STATED PROBLEM:
Pull out each line in the entries below that contains the word "background", and list those lines in order.

MATERIAL TO PROCESS:

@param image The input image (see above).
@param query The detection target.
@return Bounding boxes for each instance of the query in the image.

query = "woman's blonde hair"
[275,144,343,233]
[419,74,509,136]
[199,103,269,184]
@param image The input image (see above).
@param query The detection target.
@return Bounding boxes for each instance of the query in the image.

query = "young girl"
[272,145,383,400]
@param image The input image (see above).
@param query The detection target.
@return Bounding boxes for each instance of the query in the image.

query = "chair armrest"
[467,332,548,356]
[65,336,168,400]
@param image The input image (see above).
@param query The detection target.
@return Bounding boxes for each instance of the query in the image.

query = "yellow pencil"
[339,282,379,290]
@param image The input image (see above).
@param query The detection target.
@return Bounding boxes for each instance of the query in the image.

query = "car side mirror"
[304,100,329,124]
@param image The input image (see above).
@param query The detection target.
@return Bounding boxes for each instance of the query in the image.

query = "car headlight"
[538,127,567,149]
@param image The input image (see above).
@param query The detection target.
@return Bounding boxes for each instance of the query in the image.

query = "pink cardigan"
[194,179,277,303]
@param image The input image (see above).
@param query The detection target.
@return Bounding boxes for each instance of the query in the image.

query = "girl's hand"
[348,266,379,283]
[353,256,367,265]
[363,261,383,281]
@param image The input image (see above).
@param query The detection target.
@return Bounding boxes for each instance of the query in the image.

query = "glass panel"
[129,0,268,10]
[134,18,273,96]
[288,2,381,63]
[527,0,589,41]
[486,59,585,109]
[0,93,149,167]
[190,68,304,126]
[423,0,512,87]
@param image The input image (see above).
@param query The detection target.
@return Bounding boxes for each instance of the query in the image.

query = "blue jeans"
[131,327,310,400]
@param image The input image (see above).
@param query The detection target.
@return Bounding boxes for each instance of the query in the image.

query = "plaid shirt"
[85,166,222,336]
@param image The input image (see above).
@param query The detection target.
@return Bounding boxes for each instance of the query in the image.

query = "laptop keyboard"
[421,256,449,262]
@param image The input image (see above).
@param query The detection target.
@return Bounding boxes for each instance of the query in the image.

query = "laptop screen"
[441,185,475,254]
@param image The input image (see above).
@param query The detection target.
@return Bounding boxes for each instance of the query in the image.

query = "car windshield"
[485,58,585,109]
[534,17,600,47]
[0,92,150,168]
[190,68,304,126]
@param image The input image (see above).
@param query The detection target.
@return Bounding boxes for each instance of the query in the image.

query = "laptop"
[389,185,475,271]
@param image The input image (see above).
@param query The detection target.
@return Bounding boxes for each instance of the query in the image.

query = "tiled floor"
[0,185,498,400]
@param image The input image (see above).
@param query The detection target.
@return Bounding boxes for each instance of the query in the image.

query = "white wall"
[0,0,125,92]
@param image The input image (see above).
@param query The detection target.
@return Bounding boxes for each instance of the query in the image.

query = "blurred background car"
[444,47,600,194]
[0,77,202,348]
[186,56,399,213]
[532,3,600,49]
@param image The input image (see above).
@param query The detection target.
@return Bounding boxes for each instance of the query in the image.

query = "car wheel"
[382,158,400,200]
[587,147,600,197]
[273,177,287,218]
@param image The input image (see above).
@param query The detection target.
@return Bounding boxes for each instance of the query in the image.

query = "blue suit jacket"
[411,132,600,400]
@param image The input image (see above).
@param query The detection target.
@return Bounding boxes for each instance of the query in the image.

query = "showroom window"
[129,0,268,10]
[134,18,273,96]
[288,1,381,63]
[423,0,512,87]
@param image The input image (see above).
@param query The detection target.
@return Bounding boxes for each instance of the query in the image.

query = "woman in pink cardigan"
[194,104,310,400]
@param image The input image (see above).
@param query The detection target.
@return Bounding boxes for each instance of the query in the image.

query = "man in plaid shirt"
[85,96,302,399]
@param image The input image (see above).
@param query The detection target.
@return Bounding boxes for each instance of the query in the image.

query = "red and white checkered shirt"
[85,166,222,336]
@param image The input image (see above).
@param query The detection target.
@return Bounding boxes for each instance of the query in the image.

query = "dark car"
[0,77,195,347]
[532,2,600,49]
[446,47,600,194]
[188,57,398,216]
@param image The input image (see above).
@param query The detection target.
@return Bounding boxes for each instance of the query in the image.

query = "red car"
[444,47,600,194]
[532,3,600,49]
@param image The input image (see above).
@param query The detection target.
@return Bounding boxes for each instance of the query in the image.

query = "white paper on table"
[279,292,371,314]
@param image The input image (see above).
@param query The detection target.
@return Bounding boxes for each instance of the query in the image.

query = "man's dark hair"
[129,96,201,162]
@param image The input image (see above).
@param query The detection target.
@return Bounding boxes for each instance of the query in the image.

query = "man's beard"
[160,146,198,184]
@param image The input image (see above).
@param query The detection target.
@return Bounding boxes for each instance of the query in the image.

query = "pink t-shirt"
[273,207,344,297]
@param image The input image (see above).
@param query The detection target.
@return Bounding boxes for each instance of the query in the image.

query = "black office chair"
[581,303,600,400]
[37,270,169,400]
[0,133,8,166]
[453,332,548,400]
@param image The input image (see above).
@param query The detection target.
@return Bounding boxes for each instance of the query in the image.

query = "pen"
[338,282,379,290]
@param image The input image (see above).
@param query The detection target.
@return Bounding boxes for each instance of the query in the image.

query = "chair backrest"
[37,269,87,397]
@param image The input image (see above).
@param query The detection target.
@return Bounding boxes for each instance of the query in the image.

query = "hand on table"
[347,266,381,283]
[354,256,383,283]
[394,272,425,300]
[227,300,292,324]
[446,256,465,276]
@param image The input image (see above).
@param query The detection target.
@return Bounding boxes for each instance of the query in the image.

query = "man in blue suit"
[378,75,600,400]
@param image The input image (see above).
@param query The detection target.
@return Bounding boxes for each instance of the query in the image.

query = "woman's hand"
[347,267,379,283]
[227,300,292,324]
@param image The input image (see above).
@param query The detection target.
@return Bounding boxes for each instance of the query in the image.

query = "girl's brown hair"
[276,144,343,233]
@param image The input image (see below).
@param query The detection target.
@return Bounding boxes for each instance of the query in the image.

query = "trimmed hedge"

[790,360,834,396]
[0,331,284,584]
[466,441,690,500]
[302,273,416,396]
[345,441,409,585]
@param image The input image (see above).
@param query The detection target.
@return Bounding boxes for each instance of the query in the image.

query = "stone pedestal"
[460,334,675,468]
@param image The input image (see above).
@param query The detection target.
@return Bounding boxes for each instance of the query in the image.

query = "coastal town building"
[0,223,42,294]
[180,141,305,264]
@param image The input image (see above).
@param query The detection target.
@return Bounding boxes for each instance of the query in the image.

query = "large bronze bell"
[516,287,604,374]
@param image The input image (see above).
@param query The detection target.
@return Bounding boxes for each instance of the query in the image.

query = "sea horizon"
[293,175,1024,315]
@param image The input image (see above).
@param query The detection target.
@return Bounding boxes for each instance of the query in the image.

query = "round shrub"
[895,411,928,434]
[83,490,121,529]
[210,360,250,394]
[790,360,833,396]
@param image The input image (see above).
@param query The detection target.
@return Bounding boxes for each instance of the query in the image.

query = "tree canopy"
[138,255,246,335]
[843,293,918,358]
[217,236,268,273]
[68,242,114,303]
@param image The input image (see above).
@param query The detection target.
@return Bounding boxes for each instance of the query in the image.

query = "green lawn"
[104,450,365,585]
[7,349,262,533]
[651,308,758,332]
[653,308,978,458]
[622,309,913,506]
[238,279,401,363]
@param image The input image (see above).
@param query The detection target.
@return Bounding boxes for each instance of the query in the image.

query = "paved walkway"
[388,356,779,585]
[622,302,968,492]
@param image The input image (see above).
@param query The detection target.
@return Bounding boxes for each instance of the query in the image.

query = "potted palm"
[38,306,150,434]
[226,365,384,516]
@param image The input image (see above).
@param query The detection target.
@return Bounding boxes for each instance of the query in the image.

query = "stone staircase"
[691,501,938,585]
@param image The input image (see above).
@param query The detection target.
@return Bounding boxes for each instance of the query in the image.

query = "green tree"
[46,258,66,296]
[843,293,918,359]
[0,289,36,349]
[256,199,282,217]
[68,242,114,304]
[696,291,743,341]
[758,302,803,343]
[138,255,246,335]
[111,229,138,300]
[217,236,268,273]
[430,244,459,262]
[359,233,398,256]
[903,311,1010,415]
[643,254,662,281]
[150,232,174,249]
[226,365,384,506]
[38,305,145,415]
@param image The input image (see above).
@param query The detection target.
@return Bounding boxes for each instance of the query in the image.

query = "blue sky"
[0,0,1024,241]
==
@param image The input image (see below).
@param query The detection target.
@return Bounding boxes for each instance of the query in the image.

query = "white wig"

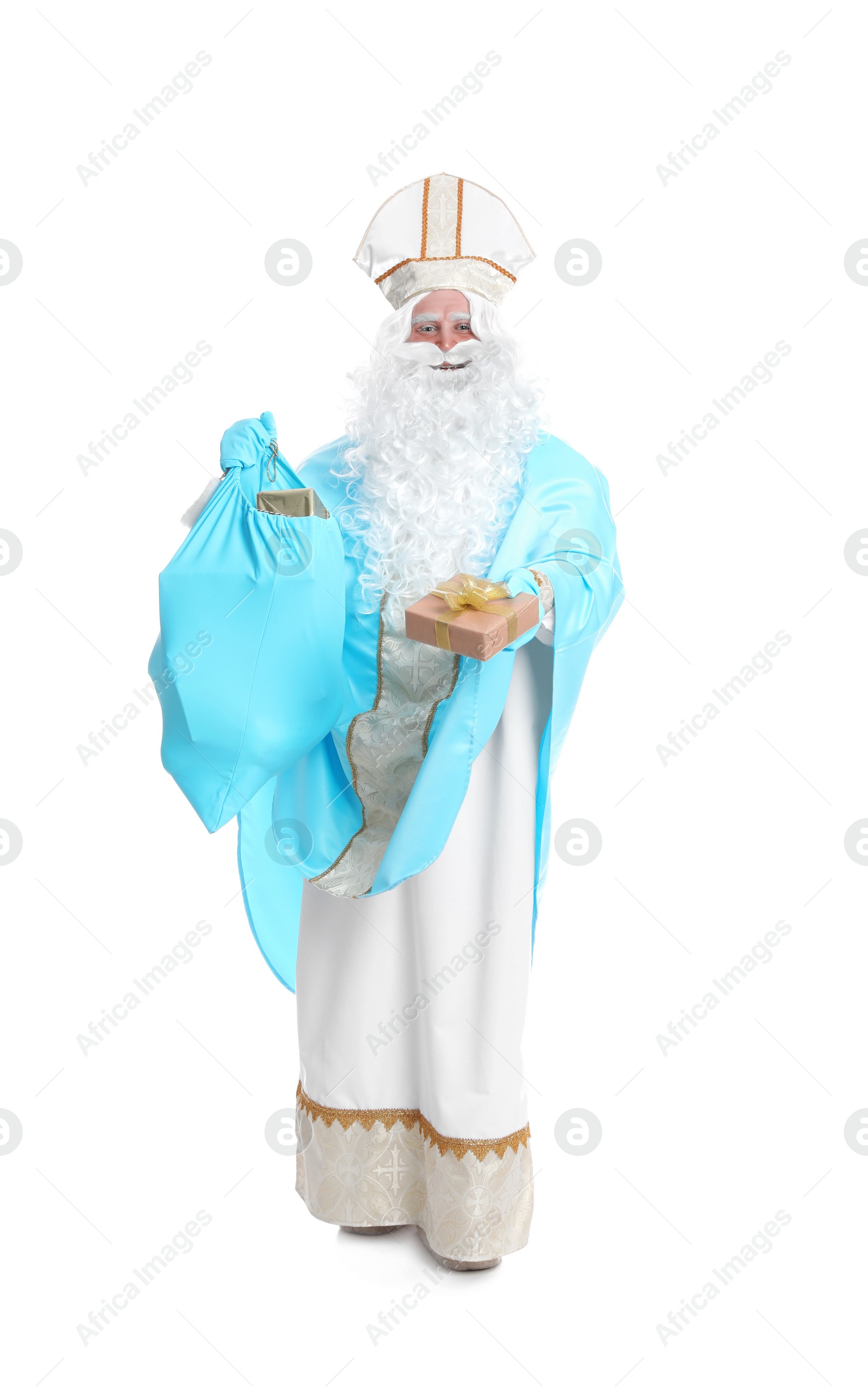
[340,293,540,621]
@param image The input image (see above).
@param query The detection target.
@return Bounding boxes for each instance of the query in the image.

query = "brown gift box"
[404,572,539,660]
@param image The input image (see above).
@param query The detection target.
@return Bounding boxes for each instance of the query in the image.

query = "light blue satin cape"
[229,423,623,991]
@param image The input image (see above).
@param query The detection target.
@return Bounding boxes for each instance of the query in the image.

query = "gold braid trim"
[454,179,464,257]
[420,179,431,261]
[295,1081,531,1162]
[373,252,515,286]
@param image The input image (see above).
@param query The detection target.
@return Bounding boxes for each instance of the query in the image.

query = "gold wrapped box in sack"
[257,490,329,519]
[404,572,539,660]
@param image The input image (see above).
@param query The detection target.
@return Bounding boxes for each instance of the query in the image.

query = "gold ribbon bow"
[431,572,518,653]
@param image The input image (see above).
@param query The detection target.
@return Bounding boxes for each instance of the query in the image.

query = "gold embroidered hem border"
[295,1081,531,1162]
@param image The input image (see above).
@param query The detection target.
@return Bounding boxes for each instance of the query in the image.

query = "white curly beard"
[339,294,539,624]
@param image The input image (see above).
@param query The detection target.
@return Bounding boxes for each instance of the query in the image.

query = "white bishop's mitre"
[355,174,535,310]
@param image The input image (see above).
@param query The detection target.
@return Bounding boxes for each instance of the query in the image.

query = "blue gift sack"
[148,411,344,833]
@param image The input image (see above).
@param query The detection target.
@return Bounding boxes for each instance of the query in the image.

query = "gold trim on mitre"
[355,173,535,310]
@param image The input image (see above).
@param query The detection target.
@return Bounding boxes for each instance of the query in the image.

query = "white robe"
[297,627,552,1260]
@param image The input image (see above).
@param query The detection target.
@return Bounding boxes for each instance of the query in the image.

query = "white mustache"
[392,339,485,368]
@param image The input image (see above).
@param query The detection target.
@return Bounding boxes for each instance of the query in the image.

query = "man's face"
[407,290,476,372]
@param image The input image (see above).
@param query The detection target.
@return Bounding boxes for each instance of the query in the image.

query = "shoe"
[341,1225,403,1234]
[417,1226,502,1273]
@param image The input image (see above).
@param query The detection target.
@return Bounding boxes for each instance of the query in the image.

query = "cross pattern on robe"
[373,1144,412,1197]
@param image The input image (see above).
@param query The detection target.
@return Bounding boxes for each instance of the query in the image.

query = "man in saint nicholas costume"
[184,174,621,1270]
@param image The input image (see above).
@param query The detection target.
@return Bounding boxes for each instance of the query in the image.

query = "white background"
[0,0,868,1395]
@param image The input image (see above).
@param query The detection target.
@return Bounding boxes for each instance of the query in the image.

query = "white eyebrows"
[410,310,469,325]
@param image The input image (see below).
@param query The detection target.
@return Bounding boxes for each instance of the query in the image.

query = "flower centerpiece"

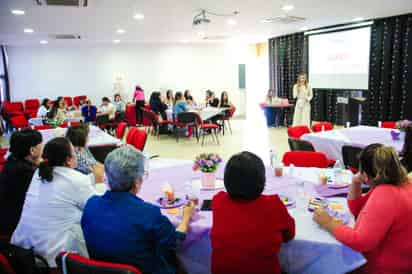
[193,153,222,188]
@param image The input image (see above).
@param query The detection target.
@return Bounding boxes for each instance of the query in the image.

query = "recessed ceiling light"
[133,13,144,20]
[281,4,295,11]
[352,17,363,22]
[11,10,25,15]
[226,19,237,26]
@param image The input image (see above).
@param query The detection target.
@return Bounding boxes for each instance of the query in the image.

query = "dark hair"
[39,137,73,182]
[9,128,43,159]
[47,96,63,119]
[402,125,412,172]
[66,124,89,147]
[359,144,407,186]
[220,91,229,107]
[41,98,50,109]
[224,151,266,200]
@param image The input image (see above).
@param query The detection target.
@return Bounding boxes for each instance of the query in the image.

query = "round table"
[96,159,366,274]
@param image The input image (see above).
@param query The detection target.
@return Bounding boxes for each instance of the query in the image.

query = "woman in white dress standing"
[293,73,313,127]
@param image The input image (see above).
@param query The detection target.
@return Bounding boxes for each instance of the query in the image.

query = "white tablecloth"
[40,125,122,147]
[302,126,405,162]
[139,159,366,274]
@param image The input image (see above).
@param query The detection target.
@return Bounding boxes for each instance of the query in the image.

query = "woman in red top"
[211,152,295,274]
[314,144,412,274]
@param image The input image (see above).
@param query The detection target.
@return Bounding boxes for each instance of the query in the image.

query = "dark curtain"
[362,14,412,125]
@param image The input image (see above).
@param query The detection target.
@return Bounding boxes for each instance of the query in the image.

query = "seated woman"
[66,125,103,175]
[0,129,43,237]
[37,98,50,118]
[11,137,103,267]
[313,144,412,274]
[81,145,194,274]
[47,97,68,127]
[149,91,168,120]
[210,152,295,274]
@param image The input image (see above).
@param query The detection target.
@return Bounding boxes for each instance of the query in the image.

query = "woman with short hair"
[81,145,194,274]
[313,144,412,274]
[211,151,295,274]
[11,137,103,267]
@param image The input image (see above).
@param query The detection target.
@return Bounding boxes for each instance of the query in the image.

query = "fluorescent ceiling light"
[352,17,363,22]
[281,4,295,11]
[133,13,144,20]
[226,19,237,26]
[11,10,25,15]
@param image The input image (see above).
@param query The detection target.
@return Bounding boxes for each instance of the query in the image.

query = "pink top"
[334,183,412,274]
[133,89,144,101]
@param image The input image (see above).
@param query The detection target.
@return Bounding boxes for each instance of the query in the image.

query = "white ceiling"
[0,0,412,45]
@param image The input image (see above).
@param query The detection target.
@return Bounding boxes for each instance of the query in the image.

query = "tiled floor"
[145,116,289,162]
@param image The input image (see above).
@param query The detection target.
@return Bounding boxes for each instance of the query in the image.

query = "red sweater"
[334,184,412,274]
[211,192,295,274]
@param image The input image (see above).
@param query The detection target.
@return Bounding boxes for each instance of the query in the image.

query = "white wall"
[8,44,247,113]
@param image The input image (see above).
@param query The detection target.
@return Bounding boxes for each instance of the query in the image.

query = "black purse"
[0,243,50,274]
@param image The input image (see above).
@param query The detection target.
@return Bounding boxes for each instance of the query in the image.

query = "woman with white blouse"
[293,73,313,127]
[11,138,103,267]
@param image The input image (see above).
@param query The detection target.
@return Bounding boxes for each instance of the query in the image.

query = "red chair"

RESULT FOR THIS TASK:
query = "blurred background car"
query = "white background"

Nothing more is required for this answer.